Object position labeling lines
★ ★ ★ ★ ★ ★ ★
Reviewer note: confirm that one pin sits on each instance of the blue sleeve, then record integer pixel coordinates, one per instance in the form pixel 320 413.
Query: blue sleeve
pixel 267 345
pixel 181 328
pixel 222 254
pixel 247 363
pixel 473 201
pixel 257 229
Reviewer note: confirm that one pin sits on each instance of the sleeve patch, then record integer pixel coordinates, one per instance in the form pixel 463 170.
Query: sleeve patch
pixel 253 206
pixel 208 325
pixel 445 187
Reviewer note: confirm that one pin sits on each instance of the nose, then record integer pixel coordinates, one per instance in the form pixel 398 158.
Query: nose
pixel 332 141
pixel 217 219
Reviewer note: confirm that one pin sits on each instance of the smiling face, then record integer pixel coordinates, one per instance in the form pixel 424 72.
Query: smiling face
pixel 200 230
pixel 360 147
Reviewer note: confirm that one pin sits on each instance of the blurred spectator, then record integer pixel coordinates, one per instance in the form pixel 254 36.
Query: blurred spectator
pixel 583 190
★ ★ ★ ★ ★ ★ ★
REQUEST
Reproduce all of the lines above exactly, with nothing changed.

EXERCISE RESULT
Reviewer note: confirm that one pin sits on each instance of the blue sleeve, then record integer pixel coordinates, one per instance in the form pixel 320 413.
Query: blue sleeve
pixel 267 345
pixel 181 328
pixel 222 254
pixel 247 363
pixel 473 201
pixel 257 229
Reviewer note: confirm that one pin sits on each instance of the sleeve patch, then record integer pixel coordinates, one per instance in the form pixel 463 170.
Query: sleeve patch
pixel 253 206
pixel 208 325
pixel 445 187
Reviewer note: confirm that one pin sits on each instance of the nose, then record integer pixel coordinates, one per instance in the form pixel 398 158.
Query: nose
pixel 332 141
pixel 217 219
Reviewer note: confirm that one pin sits on each instance of the smiling face, then record integer pixel coordinates, one per instance in the form pixel 424 72.
Query: smiling face
pixel 200 230
pixel 360 147
Reviewer note: confirm that one pin sits on each instance of the blurred spectator, then record integer pixel coordinates, one per instance in the form pixel 254 36.
Query: blurred spectator
pixel 583 190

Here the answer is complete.